In 2024, a 70-year-old international film titan finally won his first Oscar. After starring in 38 movies, the King of All Monsters, Godzilla himself, took home the most famous gold statuette in Hollywood. The franchise may have just won its first Academy Award thanks to Godzilla Minus One, but its legacy as a smart franchise following a terrifying creature was baked into its 1954 introduction. The series has since branched off into decades of high camp, but with a widely lauded Academy Award alongside a big-budget popular American franchise, a widely-watched Netflix animated film trilogy, and newly terrorizing Japanese visions, its international cultural longevity has never left a larger footprint.
Conceived as an embodiment of the nuclear devastation of Hiroshima and Nagasaki, the original Godzilla was an angry, powerful, vengeful creature that devastated Japan. Awakened by an atomic bomb, its skin is covered in keloid scars resembling those of the survivors of nuclear blasts. The beast attacked Japan with radioactive breath as residents fled in terror. The creature was a living metaphor, providing a venue to express and explore real-life traumas and fears, as well as to examine bureaucratic apathy and ineptitude.

Exercise requirements –
[1] Answer these from the Godzilla passage:
(a) How many movies had Godzilla starred in before winning his first Oscar?
(b) Which film earned the franchise its first Academy Award?
(c) What covers the skin of the original Godzilla?
[2] Write out the Godzilla passage word for word, from "Conceived as an" up to and including "apathy and ineptitude.".

Excerpted data –
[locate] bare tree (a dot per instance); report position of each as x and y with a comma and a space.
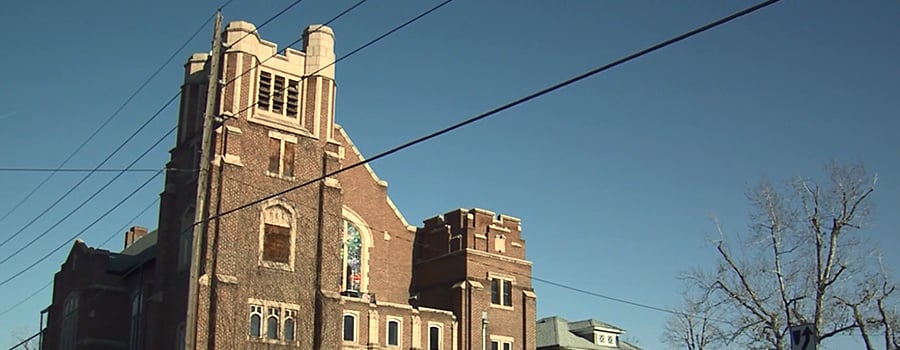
695, 327
796, 264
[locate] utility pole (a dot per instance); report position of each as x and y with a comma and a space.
201, 206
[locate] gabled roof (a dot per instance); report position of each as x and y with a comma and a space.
594, 324
138, 253
556, 331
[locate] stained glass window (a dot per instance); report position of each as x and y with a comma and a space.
351, 254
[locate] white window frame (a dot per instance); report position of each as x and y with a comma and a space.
269, 216
263, 309
256, 309
387, 332
501, 341
501, 289
440, 339
284, 139
291, 315
355, 316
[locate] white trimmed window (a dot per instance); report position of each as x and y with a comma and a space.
501, 292
501, 343
278, 94
277, 235
281, 155
393, 332
290, 325
272, 322
435, 341
350, 325
256, 321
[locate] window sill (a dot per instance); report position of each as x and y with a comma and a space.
277, 176
279, 122
502, 307
273, 341
276, 265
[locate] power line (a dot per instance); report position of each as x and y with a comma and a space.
83, 179
88, 199
115, 233
107, 121
121, 171
29, 267
508, 106
351, 53
86, 170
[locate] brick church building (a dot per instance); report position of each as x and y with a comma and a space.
332, 265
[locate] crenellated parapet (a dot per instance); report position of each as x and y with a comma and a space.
473, 229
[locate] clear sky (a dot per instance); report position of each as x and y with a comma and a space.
615, 178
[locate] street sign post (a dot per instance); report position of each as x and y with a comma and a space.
804, 337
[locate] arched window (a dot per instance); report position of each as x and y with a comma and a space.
70, 323
272, 323
434, 337
349, 327
351, 253
255, 321
289, 324
393, 336
277, 236
356, 240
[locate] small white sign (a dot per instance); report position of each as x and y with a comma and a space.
804, 337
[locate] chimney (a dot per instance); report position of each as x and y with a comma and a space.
134, 234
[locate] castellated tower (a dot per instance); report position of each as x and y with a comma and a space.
473, 263
262, 264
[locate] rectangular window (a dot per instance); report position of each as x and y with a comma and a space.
501, 292
278, 94
281, 157
501, 344
393, 333
265, 90
434, 338
349, 327
507, 293
277, 244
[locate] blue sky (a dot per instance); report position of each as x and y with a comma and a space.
615, 177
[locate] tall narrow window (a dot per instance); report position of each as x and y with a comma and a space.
272, 323
70, 323
501, 292
185, 242
135, 335
351, 254
255, 321
393, 333
265, 90
349, 327
277, 236
281, 156
179, 337
293, 101
289, 326
434, 337
278, 95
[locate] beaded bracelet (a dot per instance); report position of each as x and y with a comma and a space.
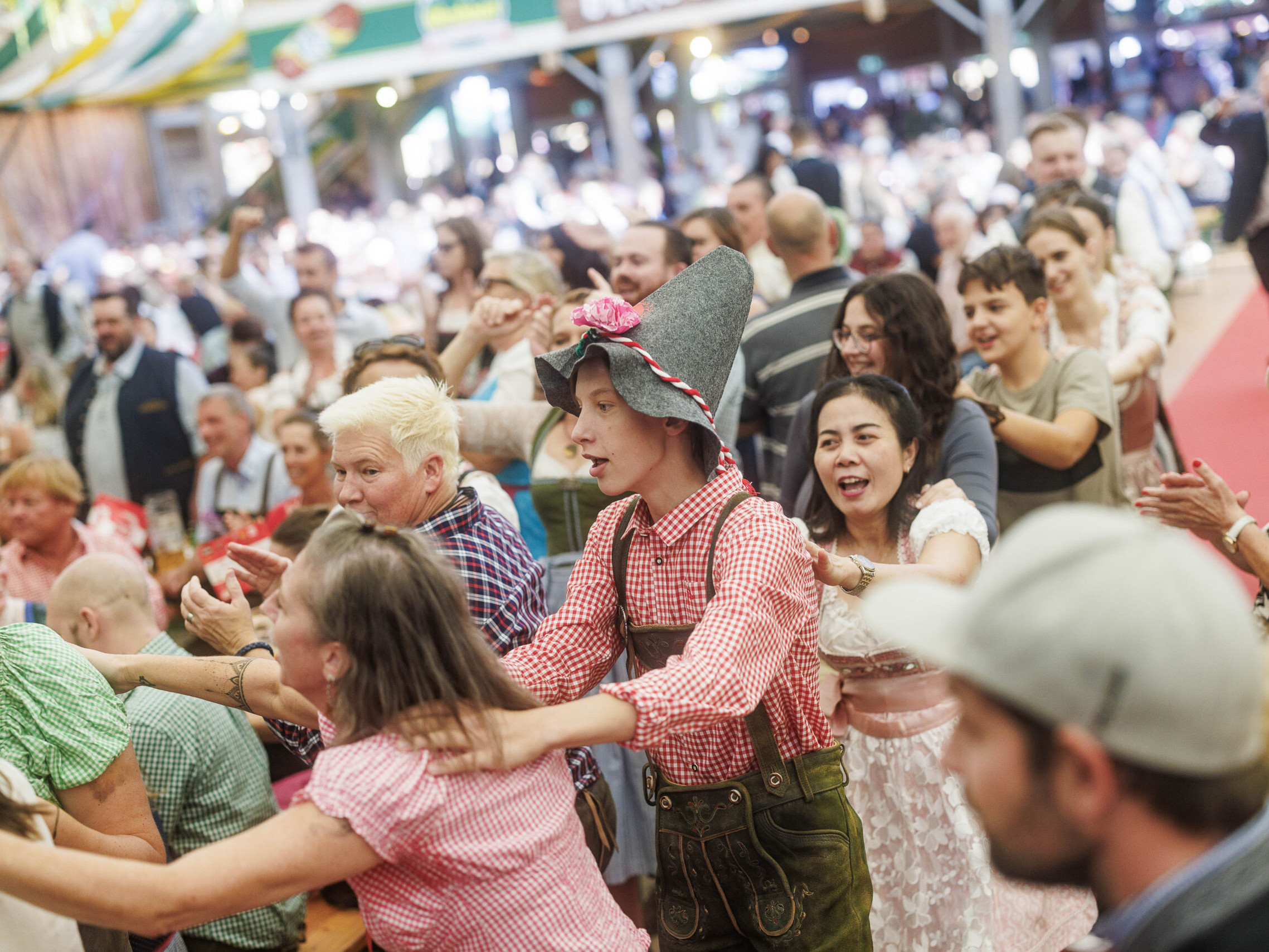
253, 647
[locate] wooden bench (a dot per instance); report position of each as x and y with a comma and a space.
332, 930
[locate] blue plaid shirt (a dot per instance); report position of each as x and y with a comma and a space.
504, 596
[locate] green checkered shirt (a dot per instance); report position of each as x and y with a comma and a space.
208, 779
60, 722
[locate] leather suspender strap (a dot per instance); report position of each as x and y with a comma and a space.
621, 552
771, 765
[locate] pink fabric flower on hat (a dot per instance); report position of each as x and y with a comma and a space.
608, 314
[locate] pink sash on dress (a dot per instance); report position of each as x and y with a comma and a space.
883, 694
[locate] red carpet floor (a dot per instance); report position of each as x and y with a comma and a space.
1221, 414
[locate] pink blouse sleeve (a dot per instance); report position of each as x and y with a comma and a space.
386, 796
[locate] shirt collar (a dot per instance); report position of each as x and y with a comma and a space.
706, 501
1120, 926
255, 461
161, 645
464, 511
814, 281
126, 366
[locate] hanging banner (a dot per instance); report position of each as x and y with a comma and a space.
447, 23
578, 14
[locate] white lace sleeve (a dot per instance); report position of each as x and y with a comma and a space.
500, 429
949, 516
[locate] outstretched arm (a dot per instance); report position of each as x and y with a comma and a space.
111, 815
296, 851
250, 684
243, 220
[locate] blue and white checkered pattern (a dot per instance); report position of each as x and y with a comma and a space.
504, 596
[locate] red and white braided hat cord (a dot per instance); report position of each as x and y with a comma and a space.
725, 457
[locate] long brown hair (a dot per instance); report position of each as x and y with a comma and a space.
922, 354
400, 610
470, 238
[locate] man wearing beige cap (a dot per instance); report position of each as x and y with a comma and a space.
1111, 734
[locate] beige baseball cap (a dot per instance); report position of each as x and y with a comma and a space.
1105, 620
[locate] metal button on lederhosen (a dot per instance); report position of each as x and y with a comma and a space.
775, 856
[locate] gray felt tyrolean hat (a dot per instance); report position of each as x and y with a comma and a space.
691, 326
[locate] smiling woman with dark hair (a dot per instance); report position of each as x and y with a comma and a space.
892, 714
368, 623
897, 327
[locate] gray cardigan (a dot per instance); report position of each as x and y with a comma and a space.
969, 456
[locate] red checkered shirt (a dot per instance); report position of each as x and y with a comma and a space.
475, 862
757, 642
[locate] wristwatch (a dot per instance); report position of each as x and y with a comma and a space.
1231, 535
867, 571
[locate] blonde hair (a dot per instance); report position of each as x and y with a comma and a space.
415, 411
55, 477
529, 272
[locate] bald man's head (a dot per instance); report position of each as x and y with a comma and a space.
102, 602
800, 231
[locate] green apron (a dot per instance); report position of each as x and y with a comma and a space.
773, 859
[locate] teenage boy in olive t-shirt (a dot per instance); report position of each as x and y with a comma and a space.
1055, 419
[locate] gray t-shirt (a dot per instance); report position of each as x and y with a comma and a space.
967, 456
1078, 381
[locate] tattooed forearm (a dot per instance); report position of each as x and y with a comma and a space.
236, 694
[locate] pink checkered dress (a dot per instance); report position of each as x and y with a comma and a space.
757, 642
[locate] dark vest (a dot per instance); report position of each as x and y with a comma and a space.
157, 452
52, 308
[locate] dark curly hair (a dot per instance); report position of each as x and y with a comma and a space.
823, 518
922, 354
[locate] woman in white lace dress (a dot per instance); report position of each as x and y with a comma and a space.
933, 885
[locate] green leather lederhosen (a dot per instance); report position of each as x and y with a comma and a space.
773, 859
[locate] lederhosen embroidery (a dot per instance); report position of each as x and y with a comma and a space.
726, 866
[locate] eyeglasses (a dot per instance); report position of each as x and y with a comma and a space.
863, 339
408, 339
484, 285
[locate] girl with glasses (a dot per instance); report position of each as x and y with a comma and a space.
897, 327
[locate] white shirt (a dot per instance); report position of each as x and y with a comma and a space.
259, 484
103, 440
357, 323
512, 376
25, 927
771, 277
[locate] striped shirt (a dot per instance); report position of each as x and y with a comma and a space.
785, 352
477, 862
60, 722
208, 779
755, 642
504, 596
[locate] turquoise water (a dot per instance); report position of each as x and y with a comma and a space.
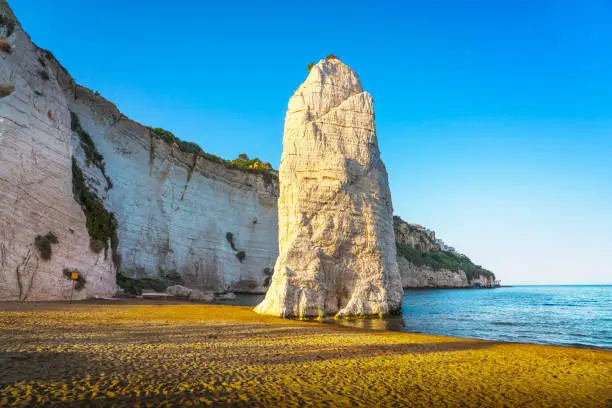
561, 315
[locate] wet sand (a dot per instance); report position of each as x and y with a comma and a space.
148, 353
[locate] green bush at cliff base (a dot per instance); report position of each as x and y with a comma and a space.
443, 260
101, 224
129, 285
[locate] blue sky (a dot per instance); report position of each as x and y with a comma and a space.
494, 117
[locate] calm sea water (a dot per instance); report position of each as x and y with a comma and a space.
562, 315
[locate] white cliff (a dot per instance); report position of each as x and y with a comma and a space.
36, 196
337, 246
190, 216
423, 264
175, 209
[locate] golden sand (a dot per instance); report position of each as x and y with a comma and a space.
175, 354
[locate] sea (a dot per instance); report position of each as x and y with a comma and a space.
578, 316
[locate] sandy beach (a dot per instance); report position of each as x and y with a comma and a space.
147, 353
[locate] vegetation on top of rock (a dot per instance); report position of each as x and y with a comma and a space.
136, 286
6, 89
49, 56
242, 162
89, 147
101, 224
43, 244
43, 74
9, 22
443, 260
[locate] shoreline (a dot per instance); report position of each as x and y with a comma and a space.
131, 353
328, 321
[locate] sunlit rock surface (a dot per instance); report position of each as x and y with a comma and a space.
174, 209
336, 240
36, 182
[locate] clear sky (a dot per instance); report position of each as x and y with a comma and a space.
494, 117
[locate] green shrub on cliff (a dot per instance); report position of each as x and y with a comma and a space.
101, 224
443, 260
242, 162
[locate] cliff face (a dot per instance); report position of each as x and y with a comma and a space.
177, 210
337, 248
423, 263
177, 213
36, 197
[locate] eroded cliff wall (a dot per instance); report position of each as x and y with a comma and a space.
213, 226
36, 198
337, 247
424, 264
177, 213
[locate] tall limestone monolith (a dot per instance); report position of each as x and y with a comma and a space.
336, 240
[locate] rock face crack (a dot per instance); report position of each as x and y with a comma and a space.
337, 245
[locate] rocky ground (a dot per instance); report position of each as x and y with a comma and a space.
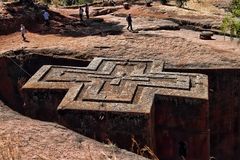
22, 138
160, 32
156, 35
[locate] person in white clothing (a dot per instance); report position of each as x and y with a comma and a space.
46, 18
23, 31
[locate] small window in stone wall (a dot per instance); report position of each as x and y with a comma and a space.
182, 150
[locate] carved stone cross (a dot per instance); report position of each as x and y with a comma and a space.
124, 90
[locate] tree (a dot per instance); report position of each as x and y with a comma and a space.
231, 22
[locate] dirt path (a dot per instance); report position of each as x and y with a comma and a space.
181, 48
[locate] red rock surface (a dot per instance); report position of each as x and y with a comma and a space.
23, 138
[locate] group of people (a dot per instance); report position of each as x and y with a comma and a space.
46, 16
81, 11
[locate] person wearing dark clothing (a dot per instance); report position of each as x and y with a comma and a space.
87, 10
129, 20
81, 13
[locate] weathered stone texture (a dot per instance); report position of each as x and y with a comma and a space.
115, 99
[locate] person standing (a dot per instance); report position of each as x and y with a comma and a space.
23, 32
87, 10
81, 13
129, 20
46, 18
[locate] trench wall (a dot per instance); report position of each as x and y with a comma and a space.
224, 111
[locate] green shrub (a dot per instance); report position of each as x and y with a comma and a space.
235, 8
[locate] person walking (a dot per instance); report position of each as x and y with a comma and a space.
87, 10
81, 13
46, 18
23, 32
129, 20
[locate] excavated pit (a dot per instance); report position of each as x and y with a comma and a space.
16, 69
224, 100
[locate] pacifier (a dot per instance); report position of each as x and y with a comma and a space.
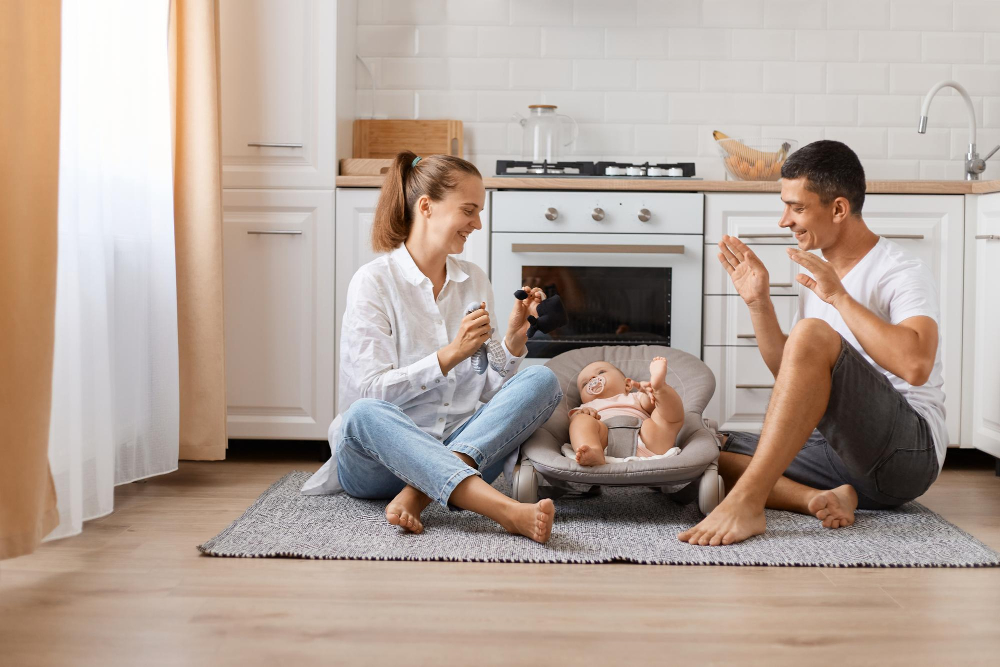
596, 385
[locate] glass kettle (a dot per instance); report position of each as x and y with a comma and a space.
544, 133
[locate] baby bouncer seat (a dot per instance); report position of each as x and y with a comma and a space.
543, 470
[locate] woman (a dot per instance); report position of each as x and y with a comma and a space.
410, 429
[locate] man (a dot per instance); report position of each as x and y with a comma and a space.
861, 365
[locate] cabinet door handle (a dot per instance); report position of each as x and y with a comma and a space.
626, 249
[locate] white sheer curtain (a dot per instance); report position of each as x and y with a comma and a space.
115, 406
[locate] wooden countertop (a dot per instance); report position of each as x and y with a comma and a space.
630, 185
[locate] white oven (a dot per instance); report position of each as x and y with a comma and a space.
627, 266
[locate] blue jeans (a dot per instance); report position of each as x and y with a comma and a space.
382, 450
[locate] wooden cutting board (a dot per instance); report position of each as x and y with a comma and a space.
385, 138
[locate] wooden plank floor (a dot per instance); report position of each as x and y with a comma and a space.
133, 590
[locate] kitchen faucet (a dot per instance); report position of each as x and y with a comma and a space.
974, 165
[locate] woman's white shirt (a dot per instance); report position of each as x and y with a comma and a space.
391, 333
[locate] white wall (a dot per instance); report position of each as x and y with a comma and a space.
650, 79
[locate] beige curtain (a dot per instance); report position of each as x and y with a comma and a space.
29, 183
194, 71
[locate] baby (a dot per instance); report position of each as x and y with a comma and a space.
606, 392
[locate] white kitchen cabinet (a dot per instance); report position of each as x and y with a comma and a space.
355, 214
929, 226
278, 248
981, 419
278, 80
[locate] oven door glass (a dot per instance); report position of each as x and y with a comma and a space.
604, 306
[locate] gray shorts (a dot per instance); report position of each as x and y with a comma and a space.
869, 437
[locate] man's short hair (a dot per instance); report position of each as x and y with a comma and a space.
831, 170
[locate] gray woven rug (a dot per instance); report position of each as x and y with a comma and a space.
630, 525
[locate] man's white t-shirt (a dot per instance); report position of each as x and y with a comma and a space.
896, 286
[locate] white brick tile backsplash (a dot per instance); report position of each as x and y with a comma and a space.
920, 14
909, 79
604, 74
668, 75
603, 13
906, 143
666, 139
584, 107
500, 106
867, 142
537, 74
516, 41
674, 14
826, 110
572, 42
982, 15
763, 44
630, 107
952, 47
732, 76
699, 44
794, 77
479, 12
826, 46
446, 104
732, 13
635, 43
386, 40
889, 47
650, 79
800, 14
446, 40
857, 15
857, 78
535, 12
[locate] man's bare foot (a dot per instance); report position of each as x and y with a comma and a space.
728, 523
835, 508
404, 510
589, 455
534, 521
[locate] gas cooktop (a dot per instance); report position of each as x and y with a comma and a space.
680, 170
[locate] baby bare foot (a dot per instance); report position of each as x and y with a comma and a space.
657, 373
404, 510
728, 523
835, 508
588, 455
534, 521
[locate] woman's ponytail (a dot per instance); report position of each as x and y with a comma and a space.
405, 182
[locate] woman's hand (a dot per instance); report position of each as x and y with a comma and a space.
517, 325
472, 333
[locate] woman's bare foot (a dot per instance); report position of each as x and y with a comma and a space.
404, 510
728, 523
534, 521
657, 373
835, 508
589, 455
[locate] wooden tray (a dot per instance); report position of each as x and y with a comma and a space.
385, 138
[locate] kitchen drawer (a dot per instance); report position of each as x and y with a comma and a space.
727, 319
669, 213
742, 388
780, 268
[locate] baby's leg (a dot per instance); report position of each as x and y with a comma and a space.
659, 432
589, 437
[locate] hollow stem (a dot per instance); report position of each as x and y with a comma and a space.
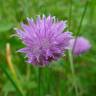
73, 72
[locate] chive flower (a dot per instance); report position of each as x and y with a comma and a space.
44, 39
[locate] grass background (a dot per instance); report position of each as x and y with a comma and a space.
12, 12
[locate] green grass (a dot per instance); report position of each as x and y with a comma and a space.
12, 13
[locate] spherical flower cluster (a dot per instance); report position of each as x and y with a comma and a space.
44, 39
79, 45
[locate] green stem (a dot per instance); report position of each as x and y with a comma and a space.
39, 81
73, 72
80, 24
70, 13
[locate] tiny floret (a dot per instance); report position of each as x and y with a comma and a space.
44, 38
79, 45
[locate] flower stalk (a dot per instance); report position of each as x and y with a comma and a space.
73, 72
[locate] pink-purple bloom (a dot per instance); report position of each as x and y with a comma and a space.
79, 45
44, 39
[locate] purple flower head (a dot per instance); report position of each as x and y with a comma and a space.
44, 39
81, 45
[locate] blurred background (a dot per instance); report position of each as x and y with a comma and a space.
16, 76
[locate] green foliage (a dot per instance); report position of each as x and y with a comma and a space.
57, 78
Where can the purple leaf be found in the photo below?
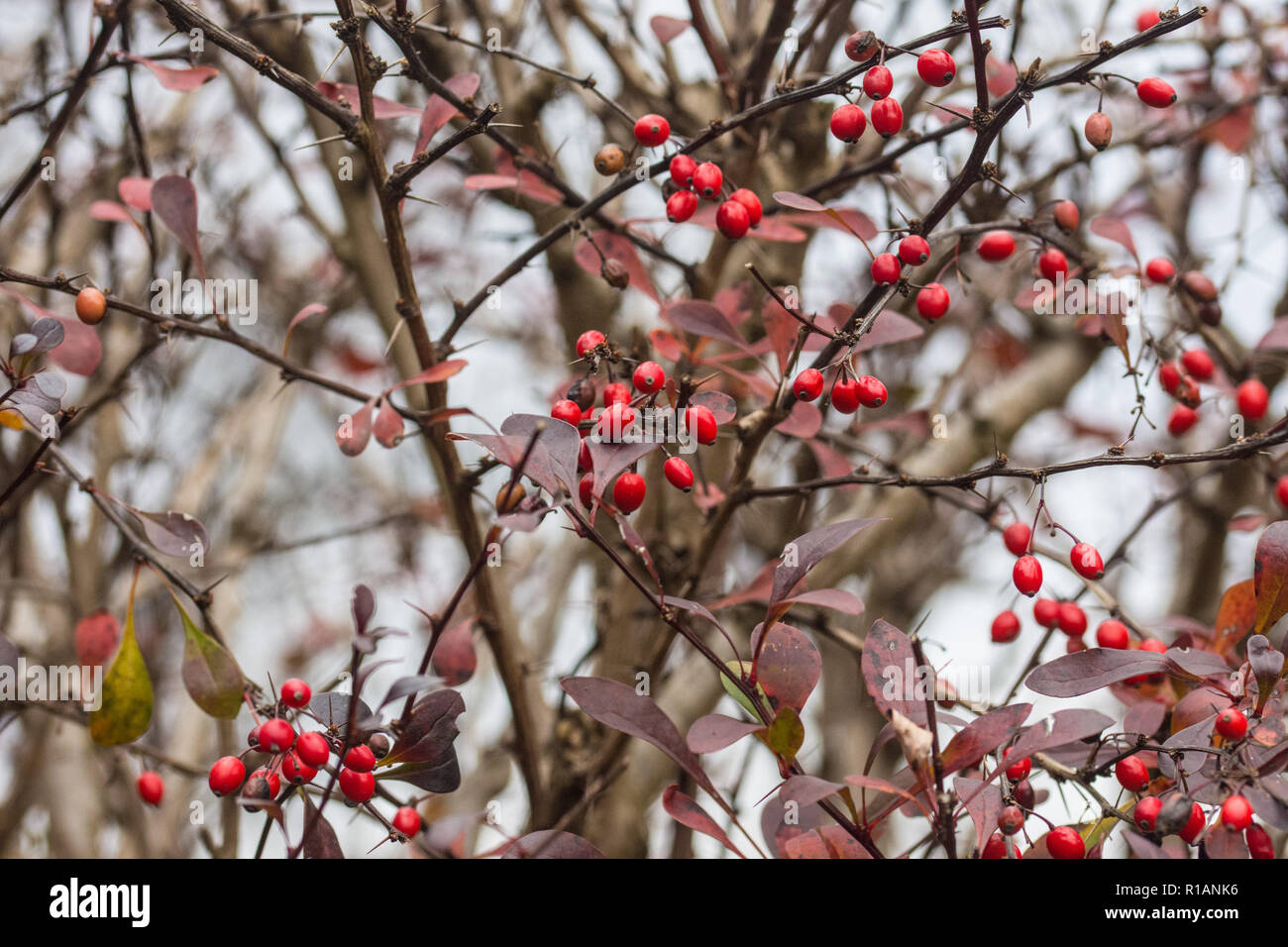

Solutions –
[1]
(a) 38
(b) Godzilla Minus One
(c) Keloid scars resembling those of the survivors of nuclear blasts

[2]
Conceived as an embodiment of the nuclear devastation of Hiroshima and Nagasaki, the original Godzilla was an angry, powerful, vengeful creature that devastated Japan. Awakened by an atomic bomb, its skin is covered in keloid scars resembling those of the survivors of nuclear blasts. The beast attacked Japan with radioactive breath as residents fled in terror. The creature was a living metaphor, providing a venue to express and explore real-life traumas and fears, as well as to examine bureaucratic apathy and ineptitude.